*DOCUMENT TEXT*.
————————

The HINDU Notes – 11th November 2019






📰 After RCEP reticence, need for reform recalibration

India needs to prepare for the next round of structural reforms to join global value chains and unleash manufacturing

•Last Monday, on November 4, 2019, Prime Minister Narendra Modi announced that India would not sign on to the Regional Comprehensive Economic Partnership (RCEP) agreement. The agreement, which is dubbed as the world’s biggest trade agreement, is expected to proceed with the 15 other members of the agreement, including Australia, China, Japan, New Zealand, South Korea, and the 10 member states of the Association of Southeast Asian Nations (ASEAN).

•India’s decision to withdraw at this stage, particularly in light of India’s own articulation of its national interest and its ambitions internally and on the world stage, reflects an inability to translate ambitions into action.

Defining ‘national interest’

•A long-standing goal for India, articulated by multiple governments from across India’s political spectrum, is to generate a high level of sustained economic growth. Such growth matters for two reasons: within India, it will create millions of jobs and secure a stable future for India’s young population, and externally, to facilitate India’s rise as one of the poles in a multipolar 21st century. The Prime Minister articulated this same vision, in 2014, in his first Independence Day speech as Prime Minister, arguing “India cannot decide its future by remaining isolated and sitting alone in a corner. The economics of the world have changed and, therefore, we will have to act accordingly.” His path to “acting differently” was focused on “promot[ing] the manufacturing sector.”

•Soon after his speech, he launched the “Make in India” programme, encouraging global companies to manufacture products in India. He articulated the goal of the initiative as “We launched the Make in India campaign to create employment and self-employment opportunities for our youth. We are working aggressively towards making India a Global Manufacturing Hub.” This articulation of India’s economic interests is particularly relevant in the context of India’s decision on RCEP.

Concerns and imperatives

•In defending India’s withdrawal from the RCEP, the government has articulated three key concerns. The first is the negative impact of joining the agreement in key constituencies in India, particularly farmers and small business owners. The second is the lack of concessions within the final agreement on key demands for India such as work visas and liberalisation in services. The final is regarding India’s trade deficit, and how those deficits would expand under the RCEP, given that India currently runs deficits with 11 of the 15 other member states. This concern is particularly acute when it relates to China, with India fearing an influx of cheap Chinese imports into India.

————————

*RECORDS PROVIDED*.
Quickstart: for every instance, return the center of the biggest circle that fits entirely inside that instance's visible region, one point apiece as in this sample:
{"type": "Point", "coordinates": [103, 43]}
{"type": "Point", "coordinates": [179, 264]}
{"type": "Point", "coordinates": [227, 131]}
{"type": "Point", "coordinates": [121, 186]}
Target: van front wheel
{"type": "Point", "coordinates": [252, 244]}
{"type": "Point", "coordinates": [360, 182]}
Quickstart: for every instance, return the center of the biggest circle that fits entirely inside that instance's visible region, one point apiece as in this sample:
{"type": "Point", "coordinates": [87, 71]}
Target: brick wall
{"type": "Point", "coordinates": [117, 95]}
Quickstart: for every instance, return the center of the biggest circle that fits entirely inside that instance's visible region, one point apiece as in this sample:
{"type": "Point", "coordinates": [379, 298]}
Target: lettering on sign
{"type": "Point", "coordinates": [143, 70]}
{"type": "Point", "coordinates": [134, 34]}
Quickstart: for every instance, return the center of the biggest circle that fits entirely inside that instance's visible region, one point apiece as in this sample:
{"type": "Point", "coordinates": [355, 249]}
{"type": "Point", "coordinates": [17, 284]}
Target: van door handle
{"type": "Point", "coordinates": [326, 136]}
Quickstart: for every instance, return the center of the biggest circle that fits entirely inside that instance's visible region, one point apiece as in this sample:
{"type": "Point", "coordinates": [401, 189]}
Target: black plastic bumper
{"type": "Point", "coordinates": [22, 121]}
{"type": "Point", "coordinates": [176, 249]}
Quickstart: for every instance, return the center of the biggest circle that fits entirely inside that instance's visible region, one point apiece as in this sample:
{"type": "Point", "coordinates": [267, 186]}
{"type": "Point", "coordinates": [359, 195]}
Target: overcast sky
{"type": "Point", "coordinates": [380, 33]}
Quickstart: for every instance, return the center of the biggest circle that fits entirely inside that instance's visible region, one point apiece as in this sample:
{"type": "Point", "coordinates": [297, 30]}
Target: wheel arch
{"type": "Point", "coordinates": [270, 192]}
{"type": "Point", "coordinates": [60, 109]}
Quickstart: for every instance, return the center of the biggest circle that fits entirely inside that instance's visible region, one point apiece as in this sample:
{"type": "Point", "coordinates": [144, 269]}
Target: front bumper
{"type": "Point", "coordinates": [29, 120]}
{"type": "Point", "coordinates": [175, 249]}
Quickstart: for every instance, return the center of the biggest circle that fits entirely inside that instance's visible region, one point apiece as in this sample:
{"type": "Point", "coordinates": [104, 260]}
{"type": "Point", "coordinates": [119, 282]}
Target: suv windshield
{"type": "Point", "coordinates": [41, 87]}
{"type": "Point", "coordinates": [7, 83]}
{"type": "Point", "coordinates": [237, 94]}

————————

*WHAT TO DO*.
- 1) In the RCEP notes, with how many of the other member states does India currently run trade deficits?
- 2) Retype the part of the RCEP notes that opens with the words containing "The HINDU Notes" and closes with "ambitions into action.".

*OUTPUTS BY TASK*.
- 1) India runs trade deficits with 11 of the 15 other member states.

- 2)
The HINDU Notes – 11th November 2019






📰 After RCEP reticence, need for reform recalibration

India needs to prepare for the next round of structural reforms to join global value chains and unleash manufacturing

•Last Monday, on November 4, 2019, Prime Minister Narendra Modi announced that India would not sign on to the Regional Comprehensive Economic Partnership (RCEP) agreement. The agreement, which is dubbed as the world’s biggest trade agreement, is expected to proceed with the 15 other members of the agreement, including Australia, China, Japan, New Zealand, South Korea, and the 10 member states of the Association of Southeast Asian Nations (ASEAN).

•India’s decision to withdraw at this stage, particularly in light of India’s own articulation of its national interest and its ambitions internally and on the world stage, reflects an inability to translate ambitions into action.